start
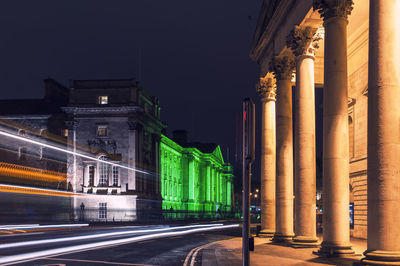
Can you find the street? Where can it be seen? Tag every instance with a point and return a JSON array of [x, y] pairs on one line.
[[112, 245]]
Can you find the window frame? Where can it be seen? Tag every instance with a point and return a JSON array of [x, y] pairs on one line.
[[102, 127], [102, 99], [102, 211]]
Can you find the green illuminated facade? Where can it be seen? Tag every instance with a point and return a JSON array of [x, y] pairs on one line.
[[195, 177]]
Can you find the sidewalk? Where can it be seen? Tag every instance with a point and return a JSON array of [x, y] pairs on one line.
[[229, 252]]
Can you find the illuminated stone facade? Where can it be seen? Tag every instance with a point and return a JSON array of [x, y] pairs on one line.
[[194, 177], [350, 49]]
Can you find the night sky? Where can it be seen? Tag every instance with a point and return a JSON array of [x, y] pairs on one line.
[[194, 54]]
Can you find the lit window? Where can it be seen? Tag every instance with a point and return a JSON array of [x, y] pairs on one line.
[[102, 131], [102, 210], [103, 172], [91, 175], [102, 100], [115, 176]]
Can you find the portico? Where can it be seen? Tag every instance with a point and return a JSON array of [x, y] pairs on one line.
[[301, 45]]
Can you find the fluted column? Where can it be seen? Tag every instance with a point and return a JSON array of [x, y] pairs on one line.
[[384, 134], [303, 41], [267, 91], [133, 127], [336, 235], [282, 67]]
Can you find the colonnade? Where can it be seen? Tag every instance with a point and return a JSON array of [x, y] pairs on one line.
[[383, 136]]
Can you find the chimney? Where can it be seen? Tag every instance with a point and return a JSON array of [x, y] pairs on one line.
[[180, 137]]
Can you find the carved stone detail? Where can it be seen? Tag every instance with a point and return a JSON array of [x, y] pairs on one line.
[[282, 66], [333, 8], [101, 144], [267, 89], [303, 40]]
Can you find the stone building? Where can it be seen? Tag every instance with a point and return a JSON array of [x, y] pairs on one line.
[[350, 50], [111, 130], [194, 177]]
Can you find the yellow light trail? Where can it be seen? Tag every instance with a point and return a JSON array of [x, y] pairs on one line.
[[25, 172]]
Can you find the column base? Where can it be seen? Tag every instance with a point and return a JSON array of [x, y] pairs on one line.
[[332, 250], [305, 242], [381, 257], [266, 233], [280, 238]]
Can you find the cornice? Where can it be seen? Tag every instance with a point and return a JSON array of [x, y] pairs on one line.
[[303, 40], [282, 66], [75, 110], [273, 24], [333, 8]]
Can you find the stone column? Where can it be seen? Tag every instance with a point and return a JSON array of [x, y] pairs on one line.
[[303, 42], [336, 235], [267, 91], [282, 67], [134, 127], [383, 134]]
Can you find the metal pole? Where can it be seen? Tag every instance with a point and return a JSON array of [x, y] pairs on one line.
[[245, 225], [248, 158]]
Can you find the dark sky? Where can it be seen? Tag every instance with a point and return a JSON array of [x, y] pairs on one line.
[[194, 54]]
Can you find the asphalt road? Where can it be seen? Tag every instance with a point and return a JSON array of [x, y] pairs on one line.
[[126, 245]]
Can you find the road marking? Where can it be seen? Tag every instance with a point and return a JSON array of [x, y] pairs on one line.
[[98, 261], [193, 253], [103, 244], [74, 238], [175, 237], [146, 241]]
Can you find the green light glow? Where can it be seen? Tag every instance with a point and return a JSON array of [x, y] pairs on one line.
[[194, 181]]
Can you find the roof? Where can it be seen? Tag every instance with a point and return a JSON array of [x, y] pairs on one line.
[[27, 107], [203, 147]]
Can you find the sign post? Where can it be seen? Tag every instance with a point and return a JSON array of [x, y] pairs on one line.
[[248, 158]]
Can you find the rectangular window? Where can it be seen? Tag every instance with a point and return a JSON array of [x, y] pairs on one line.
[[115, 176], [102, 210], [102, 131], [103, 178], [91, 175], [102, 100]]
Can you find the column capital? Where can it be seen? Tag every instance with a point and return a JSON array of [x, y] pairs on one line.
[[282, 66], [266, 88], [333, 8], [303, 40]]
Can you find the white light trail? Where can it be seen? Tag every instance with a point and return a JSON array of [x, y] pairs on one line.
[[76, 238], [32, 227], [39, 189], [79, 248], [70, 152]]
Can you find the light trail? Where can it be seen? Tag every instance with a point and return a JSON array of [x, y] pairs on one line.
[[76, 238], [31, 227], [37, 191], [70, 152], [79, 248]]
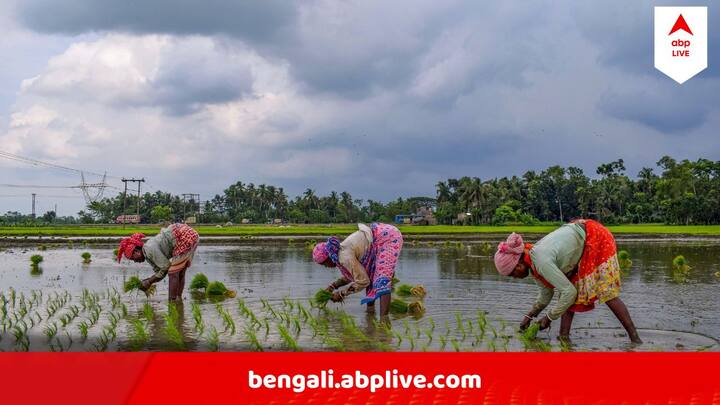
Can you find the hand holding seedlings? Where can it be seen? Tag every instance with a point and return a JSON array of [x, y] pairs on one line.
[[544, 322]]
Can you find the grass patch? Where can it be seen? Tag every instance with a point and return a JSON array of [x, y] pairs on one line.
[[341, 230]]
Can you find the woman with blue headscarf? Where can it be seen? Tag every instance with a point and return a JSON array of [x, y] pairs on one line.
[[366, 260]]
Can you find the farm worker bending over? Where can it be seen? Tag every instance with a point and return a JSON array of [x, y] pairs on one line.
[[366, 259], [170, 252], [579, 260]]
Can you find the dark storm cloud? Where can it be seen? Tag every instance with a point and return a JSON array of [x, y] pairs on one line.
[[258, 20]]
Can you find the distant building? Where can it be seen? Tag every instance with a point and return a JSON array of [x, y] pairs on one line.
[[128, 219], [423, 216]]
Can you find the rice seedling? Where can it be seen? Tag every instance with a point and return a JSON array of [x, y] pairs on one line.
[[288, 340], [171, 328], [404, 290], [94, 315], [398, 306], [218, 289], [50, 330], [36, 260], [624, 260], [199, 282], [443, 342], [321, 298], [197, 317], [213, 339], [416, 308], [83, 328], [148, 312], [227, 319], [681, 269], [132, 283], [252, 338], [138, 335], [486, 248]]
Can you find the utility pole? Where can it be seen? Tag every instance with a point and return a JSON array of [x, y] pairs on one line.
[[126, 181]]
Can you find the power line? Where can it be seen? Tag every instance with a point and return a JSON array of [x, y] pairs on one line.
[[40, 163]]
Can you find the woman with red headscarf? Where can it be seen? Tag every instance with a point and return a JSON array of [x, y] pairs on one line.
[[171, 252], [579, 260], [366, 260]]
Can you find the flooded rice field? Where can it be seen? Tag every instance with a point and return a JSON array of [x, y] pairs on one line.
[[66, 305]]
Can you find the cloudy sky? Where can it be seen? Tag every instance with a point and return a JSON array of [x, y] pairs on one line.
[[382, 99]]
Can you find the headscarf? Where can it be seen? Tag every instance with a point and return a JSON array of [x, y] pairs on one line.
[[508, 254], [325, 250], [129, 244]]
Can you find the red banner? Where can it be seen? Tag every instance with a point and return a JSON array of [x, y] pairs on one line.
[[517, 378]]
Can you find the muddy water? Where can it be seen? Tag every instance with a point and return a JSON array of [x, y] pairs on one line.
[[469, 307]]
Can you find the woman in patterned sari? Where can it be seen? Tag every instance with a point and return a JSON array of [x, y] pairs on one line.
[[170, 252], [579, 260], [366, 260]]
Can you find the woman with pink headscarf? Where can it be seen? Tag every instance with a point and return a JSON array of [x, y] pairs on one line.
[[171, 252], [366, 260], [579, 260]]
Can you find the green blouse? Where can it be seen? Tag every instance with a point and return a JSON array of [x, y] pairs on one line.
[[554, 256]]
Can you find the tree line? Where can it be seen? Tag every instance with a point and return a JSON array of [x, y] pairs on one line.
[[676, 192]]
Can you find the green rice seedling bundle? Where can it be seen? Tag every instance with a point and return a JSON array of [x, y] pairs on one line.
[[398, 306], [531, 332], [199, 282], [322, 297], [404, 290], [218, 289], [36, 260], [132, 283]]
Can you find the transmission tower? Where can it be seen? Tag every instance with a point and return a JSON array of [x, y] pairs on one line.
[[191, 198], [85, 187]]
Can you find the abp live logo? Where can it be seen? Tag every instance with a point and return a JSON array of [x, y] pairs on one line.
[[681, 41]]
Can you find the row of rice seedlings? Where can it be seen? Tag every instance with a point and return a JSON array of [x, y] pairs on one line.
[[252, 338], [171, 327], [68, 317], [50, 330], [148, 312], [248, 313], [213, 339], [227, 319], [197, 317], [138, 335], [288, 340]]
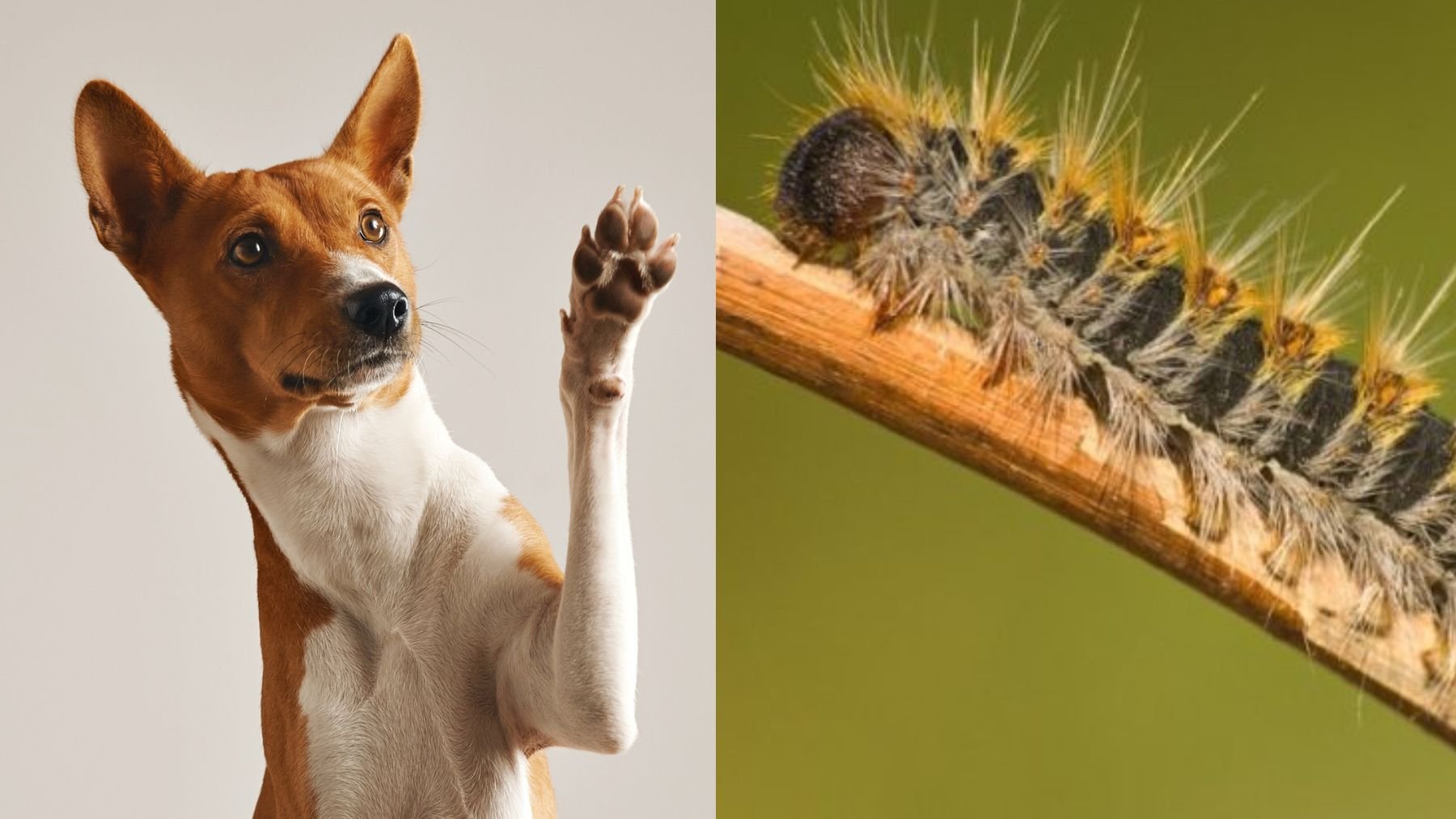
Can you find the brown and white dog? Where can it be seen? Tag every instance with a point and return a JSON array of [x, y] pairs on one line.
[[420, 644]]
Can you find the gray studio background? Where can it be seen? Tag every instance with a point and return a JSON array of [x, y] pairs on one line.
[[129, 649]]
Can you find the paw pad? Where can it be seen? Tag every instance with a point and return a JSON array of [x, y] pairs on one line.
[[618, 267]]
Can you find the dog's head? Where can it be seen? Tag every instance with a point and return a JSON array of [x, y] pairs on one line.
[[283, 289]]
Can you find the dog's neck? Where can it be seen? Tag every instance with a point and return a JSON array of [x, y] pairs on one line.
[[345, 492]]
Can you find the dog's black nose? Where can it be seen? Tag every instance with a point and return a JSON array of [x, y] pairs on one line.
[[379, 310]]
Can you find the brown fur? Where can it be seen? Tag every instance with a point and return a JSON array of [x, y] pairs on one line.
[[536, 556], [236, 332], [544, 799]]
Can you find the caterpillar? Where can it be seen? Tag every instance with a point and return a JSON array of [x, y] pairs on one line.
[[1091, 278]]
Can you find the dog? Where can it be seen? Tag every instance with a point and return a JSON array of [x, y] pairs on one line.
[[421, 646]]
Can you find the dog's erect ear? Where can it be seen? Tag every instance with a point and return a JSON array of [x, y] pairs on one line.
[[379, 134], [131, 172]]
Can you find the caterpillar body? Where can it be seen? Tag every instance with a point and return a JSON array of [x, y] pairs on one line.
[[1091, 280]]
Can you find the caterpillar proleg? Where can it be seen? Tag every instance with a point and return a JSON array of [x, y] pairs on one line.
[[1090, 278]]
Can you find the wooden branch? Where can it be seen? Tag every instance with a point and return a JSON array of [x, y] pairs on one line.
[[808, 325]]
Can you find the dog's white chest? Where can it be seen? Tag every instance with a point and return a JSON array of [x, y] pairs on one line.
[[400, 533]]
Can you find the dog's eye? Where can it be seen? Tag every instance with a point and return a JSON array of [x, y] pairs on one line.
[[371, 227], [249, 251]]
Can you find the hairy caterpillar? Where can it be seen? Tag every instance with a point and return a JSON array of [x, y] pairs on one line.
[[1090, 278]]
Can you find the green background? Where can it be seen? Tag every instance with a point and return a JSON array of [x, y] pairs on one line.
[[902, 637]]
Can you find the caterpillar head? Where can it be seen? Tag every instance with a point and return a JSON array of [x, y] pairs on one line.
[[836, 179]]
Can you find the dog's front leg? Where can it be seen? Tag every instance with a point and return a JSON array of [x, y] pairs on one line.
[[584, 646]]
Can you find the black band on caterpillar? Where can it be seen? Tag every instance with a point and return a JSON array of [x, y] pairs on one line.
[[1086, 282]]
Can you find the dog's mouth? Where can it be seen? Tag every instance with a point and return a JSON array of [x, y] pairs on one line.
[[369, 369]]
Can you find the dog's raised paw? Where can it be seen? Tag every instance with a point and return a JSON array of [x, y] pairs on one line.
[[620, 267]]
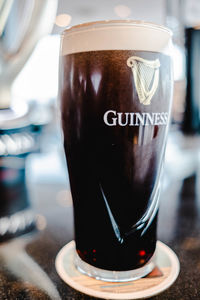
end
=== DIRECTIVE ===
Can you retype, without changes, the entries from their start through the line holding "[[180, 137]]", with that line included and the pictures left out?

=== TASK SOLUTION ===
Can you find the street? Where can it be seen? Tag every instance with a point and return a JSON array of [x, y] pairs on one line.
[[112, 245]]
Can you find the window frame? Where can it be seen? Tag every instance with a point and return a JSON array of [x, y] pairs on one line.
[[102, 127], [102, 99], [102, 211]]
Can you find the green illuminated facade? Where can it be seen? Tag every instance with a point and return a JSON array of [x, y] pairs on one line.
[[195, 177]]
Can you find the sidewalk? Where can it be seen? Tag every instance with a point and return a JSON array of [x, y] pairs on one line.
[[229, 252]]
Can you find the illuminated stone facade? Where can it be seen? Tag every instance with a point and return a JSON array of [x, y] pairs on one line.
[[194, 177], [350, 49]]
Can you find the night sky? Where can it be seen? Tag every instance with a point and return a JSON array of [x, y] pairs on one line.
[[194, 54]]
Can you find the lit window? Where can it be seen? Tag every instance with a point and return a JSON array of [x, y] pairs on one line.
[[102, 131], [102, 210], [103, 172], [91, 175], [102, 100], [115, 176]]
Can you find the portico? Where can it be seen? Tag every instance with a point and return a JSON array of [x, y] pairs on one line.
[[301, 45]]
Can you find the fluted column? Where can it be seen? Tag every instance with a point and return a JSON array of [x, y] pairs on one line.
[[384, 134], [303, 41], [267, 91], [133, 127], [336, 235], [282, 67]]
Can you find the colonnade? Where can it be seen? Tag every instance with a point and return a JSON array of [x, y] pairs on one line.
[[383, 136]]
Can you find the chimney? Where can it be seen? Tag every instance with a point and return a JSON array of [x, y] pairs on one line.
[[180, 137]]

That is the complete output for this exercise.